►

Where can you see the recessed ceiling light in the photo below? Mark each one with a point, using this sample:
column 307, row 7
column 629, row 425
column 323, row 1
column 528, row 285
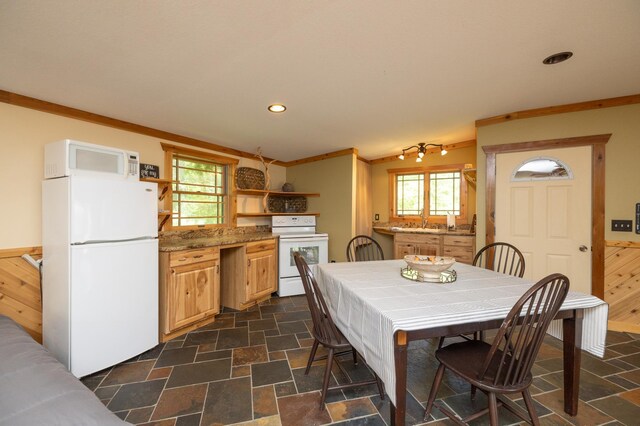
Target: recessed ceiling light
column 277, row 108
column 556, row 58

◄
►

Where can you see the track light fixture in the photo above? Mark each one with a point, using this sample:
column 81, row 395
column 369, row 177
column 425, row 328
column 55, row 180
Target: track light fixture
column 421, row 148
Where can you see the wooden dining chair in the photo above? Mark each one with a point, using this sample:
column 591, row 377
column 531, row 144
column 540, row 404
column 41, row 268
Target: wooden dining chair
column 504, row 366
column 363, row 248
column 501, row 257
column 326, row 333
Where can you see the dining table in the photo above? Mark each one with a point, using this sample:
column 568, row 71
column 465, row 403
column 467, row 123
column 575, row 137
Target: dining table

◄

In the items from the line with "Where can you see the recessed" up to and including the line with "column 556, row 58", change "recessed ceiling light" to "pot light" and write those lines out again with nothing else altered. Leave the pictures out of your answer.

Where can you see the pot light in the photo below? Mark each one with a point, using this sample:
column 307, row 7
column 629, row 425
column 323, row 1
column 528, row 285
Target: pot light
column 277, row 108
column 556, row 58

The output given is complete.